* _WHAT NEEDS TO BE DONE_: Each line from the one that contains "Give the mask of every instance of the reddish-brown" to the end of the material must be set down exactly, and no line before it.

* _DATA FOR THIS EXERCISE_:
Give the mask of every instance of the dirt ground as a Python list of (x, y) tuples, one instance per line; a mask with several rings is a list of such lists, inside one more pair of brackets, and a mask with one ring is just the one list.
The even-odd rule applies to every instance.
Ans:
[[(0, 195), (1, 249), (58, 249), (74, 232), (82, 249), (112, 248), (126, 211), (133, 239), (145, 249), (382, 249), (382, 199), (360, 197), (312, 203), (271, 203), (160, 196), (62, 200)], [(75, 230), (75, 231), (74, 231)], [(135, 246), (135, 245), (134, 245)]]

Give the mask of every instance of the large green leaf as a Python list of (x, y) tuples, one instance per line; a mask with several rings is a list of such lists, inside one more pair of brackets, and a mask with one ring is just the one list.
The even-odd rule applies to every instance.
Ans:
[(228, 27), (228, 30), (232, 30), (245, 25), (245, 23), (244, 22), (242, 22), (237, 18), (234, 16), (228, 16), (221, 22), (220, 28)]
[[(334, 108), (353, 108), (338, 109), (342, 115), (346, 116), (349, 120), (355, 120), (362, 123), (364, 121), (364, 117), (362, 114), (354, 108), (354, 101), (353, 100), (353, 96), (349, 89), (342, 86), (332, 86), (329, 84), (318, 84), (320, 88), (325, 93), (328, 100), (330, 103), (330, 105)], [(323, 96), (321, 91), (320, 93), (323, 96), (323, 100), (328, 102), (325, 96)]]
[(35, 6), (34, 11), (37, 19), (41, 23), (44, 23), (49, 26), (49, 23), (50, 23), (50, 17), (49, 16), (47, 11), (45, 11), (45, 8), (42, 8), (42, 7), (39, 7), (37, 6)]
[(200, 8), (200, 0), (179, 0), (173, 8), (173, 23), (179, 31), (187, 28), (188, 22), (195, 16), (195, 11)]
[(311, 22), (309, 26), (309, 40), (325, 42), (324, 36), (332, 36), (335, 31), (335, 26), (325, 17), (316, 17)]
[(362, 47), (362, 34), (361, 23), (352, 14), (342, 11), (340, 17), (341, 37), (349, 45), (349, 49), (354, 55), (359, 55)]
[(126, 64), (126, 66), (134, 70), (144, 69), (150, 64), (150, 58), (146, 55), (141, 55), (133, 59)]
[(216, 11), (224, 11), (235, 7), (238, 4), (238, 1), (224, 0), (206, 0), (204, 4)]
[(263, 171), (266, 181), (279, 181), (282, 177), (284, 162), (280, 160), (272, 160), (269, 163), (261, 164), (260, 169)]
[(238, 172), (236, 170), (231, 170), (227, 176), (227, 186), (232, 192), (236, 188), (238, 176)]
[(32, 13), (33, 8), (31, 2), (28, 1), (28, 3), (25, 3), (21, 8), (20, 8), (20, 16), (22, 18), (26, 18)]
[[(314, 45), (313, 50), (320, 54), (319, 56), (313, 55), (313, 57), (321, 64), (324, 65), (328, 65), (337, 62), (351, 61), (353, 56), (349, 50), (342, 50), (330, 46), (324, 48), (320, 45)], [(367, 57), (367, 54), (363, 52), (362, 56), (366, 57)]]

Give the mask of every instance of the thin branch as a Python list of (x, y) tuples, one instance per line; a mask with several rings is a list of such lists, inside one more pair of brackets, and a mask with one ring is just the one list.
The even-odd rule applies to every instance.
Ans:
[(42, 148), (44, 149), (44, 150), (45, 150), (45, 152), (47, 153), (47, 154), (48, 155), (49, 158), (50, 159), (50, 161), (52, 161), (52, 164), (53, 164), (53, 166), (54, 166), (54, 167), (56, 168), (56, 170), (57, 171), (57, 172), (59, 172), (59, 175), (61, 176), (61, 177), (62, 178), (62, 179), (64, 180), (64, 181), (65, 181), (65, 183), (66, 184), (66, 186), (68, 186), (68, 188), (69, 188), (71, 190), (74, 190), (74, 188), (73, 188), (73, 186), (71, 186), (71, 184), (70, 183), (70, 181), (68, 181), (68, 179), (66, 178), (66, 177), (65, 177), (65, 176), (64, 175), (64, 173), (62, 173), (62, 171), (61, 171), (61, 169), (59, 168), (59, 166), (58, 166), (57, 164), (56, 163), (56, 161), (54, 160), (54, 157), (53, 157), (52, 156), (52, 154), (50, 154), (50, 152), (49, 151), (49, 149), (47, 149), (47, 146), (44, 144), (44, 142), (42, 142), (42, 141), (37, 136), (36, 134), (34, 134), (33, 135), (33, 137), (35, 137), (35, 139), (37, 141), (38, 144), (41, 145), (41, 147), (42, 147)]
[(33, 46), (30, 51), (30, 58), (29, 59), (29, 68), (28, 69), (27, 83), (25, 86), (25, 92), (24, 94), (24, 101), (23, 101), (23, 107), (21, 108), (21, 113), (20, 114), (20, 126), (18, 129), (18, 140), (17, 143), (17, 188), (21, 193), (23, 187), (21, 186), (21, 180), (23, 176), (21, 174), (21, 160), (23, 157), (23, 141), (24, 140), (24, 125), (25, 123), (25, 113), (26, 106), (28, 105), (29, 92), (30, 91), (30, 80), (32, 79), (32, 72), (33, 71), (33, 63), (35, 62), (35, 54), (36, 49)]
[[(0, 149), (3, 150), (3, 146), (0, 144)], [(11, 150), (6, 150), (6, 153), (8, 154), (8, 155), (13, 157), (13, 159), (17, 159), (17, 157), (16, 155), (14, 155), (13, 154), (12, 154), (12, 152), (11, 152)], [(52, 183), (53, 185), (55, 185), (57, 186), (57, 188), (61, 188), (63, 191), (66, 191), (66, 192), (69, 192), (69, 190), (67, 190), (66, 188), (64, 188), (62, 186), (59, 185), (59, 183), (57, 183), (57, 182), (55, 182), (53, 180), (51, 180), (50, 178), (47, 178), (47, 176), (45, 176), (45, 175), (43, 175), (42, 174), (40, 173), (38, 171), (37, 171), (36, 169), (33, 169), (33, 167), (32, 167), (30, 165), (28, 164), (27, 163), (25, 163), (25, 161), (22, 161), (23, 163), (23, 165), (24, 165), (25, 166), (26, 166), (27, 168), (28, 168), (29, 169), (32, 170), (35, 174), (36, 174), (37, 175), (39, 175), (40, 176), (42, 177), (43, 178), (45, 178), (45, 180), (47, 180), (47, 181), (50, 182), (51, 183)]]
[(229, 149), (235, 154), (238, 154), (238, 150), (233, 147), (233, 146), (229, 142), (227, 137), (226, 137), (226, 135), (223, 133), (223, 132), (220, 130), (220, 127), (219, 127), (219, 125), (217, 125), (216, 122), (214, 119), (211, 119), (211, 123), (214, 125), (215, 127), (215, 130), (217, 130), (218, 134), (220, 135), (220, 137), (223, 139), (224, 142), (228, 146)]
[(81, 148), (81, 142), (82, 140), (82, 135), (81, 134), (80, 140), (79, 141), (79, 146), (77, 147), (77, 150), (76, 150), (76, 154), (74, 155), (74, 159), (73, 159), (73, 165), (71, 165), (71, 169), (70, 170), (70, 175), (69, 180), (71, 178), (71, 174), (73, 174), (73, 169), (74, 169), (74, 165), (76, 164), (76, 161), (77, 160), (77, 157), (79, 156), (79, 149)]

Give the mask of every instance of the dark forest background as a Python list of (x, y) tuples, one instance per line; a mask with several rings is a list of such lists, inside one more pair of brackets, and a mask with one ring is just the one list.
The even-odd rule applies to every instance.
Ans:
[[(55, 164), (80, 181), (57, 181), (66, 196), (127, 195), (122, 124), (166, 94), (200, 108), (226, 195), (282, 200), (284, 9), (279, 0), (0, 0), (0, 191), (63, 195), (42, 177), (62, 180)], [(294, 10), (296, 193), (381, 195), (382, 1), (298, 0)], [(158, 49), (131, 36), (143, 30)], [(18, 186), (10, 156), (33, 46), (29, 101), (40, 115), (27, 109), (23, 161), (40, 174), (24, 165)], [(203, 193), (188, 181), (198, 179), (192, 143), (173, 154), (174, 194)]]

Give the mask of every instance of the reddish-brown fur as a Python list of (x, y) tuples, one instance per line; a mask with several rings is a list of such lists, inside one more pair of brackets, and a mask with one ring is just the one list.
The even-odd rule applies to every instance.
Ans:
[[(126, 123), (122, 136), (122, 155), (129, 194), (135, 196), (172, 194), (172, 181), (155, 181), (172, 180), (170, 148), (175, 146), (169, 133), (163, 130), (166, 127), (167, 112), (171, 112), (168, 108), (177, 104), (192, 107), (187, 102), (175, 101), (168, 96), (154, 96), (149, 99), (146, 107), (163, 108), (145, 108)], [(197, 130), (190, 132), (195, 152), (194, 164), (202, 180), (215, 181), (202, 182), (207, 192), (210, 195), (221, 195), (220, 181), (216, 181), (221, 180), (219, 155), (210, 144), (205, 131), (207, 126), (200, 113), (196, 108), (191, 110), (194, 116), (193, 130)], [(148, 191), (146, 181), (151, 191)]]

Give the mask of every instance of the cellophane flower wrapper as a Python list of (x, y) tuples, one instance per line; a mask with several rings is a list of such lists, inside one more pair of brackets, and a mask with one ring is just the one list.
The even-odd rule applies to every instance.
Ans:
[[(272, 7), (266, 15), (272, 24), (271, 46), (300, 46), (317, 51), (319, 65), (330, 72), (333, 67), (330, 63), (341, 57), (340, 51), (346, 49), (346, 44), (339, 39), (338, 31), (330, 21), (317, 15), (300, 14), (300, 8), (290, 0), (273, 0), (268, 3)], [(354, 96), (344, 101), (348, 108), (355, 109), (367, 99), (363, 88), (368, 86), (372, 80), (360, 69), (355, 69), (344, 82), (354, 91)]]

* _EXERCISE RESPONSE_:
Give the mask of every instance of the reddish-brown fur as a Python list of (x, y) tuples, one instance per line; a mask with several rings is a list of such lists, inside one more pair of brackets, and a mask with one ring is just the one list.
The even-odd rule applies to every instance.
Ans:
[[(126, 123), (122, 136), (122, 155), (129, 194), (135, 196), (172, 194), (172, 181), (155, 181), (172, 180), (170, 148), (175, 146), (169, 133), (163, 130), (166, 127), (167, 112), (171, 112), (168, 108), (177, 104), (192, 107), (187, 102), (175, 101), (168, 96), (154, 96), (149, 99), (146, 107), (163, 108), (145, 108)], [(197, 130), (190, 132), (195, 152), (194, 164), (202, 180), (215, 181), (202, 182), (207, 192), (210, 195), (221, 195), (220, 181), (216, 181), (221, 180), (219, 155), (210, 144), (205, 131), (207, 126), (200, 113), (196, 108), (191, 110), (194, 116), (193, 130)], [(148, 191), (146, 181), (151, 191)]]

Give the mask of every instance of the cellophane flower wrapper as a Python list of (x, y) tuples, one instance per line; a mask with several rings is a list of such lists, inside one more pair of brackets, and a mask with one ring is just the one list.
The even-odd rule applies to every instance.
Ans:
[[(272, 7), (266, 15), (272, 24), (271, 46), (300, 46), (317, 51), (319, 65), (330, 72), (333, 67), (330, 63), (341, 57), (340, 51), (346, 49), (346, 44), (339, 39), (338, 31), (330, 21), (317, 15), (300, 14), (300, 8), (290, 0), (273, 0), (268, 3)], [(354, 96), (344, 101), (348, 108), (355, 109), (367, 99), (363, 88), (368, 86), (372, 80), (360, 69), (355, 69), (344, 82), (354, 91)]]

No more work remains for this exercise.